* **Goal of the exercise**
I would like you to transcribe all of the data exactly.

* **Material provided**

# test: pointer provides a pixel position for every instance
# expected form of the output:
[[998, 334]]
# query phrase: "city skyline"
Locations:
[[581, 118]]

* **Exercise solution**
# test: pointer provides a pixel position for every instance
# expected form of the output:
[[998, 334]]
# query phrase: "city skyline"
Locations:
[[581, 118]]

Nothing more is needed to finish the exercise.